# DOCUMENT PASSAGE
>>>

From the Outpost: Let the buyer beware

David Crisp

David Crisp

When a business can’t wait to tell you what a great deal it is offering you, without quite explaining what the deal is, watch out.

That was my response in May when the Billings Gazette unveiled its Connect Me Local program. The unveiling included a front-page article by Publisher Mike Gulledge and two full pages inside, all aimed at telling me what a wonderful life I would have once I signed up. There were pictures of Gazette reporters, pictures of front pages, even pictures of ads.

What a deal, Gulledge explained. A print subscription, online access, apps and a new e-edition, all at one low price.

“Your world has changed and part of our mission is to deliver news to you in a way that matches your needs,” Gulledge wrote.

OK, so what was all that going to cost me? Nowhere in the big Sunday spread did that information appear to be available. We had to wait for the price to show up just as it did before the world changed: in the mail. It was a bite: $28 a month, up about 30 percent from what we were paying for the print edition alone.

It all kicked in this Sunday, leaving us once again at the crossroads passed by so many in the digital age: Is it worth it? Newspapers have been my daily fodder for nearly all of my adult life, and most of my childhood, too.

<<<

# DATA EXCERPTS

>>>

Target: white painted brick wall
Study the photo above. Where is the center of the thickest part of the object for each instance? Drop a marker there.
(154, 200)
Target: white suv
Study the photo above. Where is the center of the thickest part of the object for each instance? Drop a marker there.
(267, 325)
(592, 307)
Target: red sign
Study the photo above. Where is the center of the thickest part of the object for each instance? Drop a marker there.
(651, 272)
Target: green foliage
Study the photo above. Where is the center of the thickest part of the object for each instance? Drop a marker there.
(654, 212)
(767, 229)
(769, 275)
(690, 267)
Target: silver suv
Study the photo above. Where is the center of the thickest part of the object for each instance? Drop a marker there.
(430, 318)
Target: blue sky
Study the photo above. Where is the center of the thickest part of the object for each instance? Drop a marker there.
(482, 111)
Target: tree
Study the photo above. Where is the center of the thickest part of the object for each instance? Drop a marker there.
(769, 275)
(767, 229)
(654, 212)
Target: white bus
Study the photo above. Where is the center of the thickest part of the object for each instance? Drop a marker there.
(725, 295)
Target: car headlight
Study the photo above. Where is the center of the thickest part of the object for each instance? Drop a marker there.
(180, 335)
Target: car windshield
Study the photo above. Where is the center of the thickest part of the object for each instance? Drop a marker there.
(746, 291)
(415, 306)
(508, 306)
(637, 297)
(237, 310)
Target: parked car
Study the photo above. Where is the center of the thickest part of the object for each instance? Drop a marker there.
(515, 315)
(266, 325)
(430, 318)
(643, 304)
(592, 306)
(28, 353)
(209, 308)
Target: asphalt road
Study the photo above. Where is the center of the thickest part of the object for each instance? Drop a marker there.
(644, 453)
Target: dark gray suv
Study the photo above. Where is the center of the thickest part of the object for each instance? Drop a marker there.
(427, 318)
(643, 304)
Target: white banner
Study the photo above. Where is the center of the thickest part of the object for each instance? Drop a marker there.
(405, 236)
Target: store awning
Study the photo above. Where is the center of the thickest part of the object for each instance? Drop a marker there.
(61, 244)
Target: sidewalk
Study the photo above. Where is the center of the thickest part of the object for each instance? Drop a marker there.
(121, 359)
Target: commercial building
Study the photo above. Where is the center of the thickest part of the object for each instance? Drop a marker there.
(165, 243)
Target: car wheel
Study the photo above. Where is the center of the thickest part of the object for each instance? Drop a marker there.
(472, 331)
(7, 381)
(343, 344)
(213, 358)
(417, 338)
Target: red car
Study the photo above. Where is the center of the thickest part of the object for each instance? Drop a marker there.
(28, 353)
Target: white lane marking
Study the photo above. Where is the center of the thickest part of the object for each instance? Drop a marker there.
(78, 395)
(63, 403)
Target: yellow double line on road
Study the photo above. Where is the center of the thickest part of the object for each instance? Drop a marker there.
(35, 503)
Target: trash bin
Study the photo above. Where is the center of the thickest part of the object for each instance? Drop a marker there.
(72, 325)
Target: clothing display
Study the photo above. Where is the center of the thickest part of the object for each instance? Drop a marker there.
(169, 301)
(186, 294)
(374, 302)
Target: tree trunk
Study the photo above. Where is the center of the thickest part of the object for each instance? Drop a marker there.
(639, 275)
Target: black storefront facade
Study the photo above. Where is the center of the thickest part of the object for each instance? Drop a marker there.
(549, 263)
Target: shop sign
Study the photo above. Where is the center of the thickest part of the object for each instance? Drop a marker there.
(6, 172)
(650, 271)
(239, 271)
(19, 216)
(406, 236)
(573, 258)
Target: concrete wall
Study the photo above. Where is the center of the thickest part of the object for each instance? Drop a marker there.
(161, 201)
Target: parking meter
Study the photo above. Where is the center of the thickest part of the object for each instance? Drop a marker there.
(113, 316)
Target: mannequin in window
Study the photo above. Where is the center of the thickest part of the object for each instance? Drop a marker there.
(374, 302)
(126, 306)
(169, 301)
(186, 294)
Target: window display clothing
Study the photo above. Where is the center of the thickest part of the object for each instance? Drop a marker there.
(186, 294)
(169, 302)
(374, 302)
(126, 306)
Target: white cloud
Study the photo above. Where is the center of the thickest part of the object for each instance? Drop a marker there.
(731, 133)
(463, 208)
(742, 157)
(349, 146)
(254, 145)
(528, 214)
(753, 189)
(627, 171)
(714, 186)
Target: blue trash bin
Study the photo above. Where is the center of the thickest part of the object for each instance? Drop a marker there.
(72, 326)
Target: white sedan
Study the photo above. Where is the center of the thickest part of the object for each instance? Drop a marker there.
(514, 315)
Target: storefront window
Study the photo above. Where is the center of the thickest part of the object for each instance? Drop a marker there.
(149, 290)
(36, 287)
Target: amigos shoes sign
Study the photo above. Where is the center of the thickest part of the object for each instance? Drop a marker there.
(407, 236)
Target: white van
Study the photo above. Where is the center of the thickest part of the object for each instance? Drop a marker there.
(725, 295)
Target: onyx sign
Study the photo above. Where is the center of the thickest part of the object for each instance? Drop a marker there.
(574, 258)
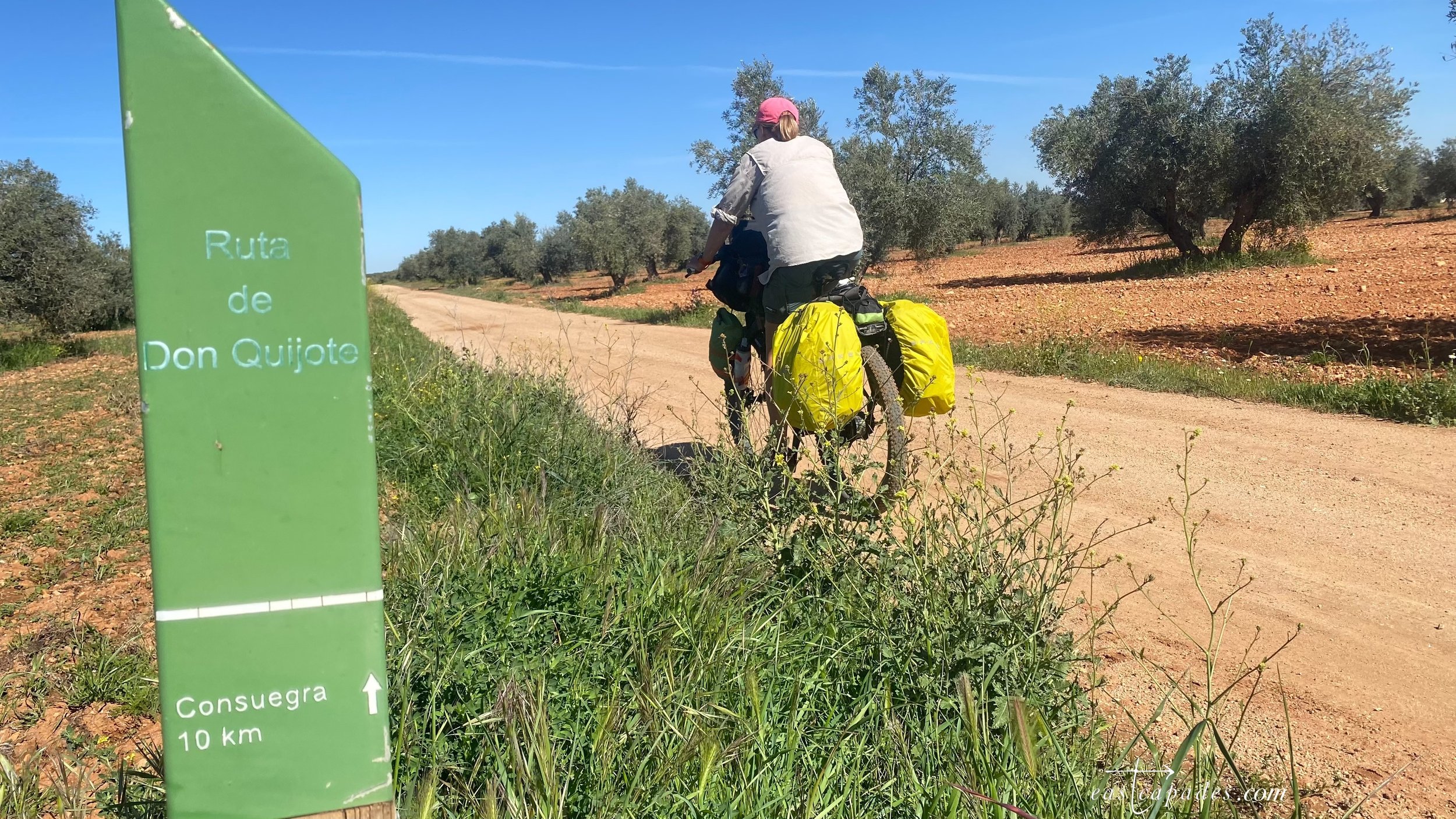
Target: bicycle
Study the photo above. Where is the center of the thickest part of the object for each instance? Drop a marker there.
(870, 454)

<<<

# GIVEN TASK
Reproduce verbatim the part of the Connect Me Local column above that begins at the words "When a business" and stops after the words "one low price.".

# SOLUTION BELOW
When a business can’t wait to tell you what a great deal it is offering you, without quite explaining what the deal is, watch out.

That was my response in May when the Billings Gazette unveiled its Connect Me Local program. The unveiling included a front-page article by Publisher Mike Gulledge and two full pages inside, all aimed at telling me what a wonderful life I would have once I signed up. There were pictures of Gazette reporters, pictures of front pages, even pictures of ads.

What a deal, Gulledge explained. A print subscription, online access, apps and a new e-edition, all at one low price.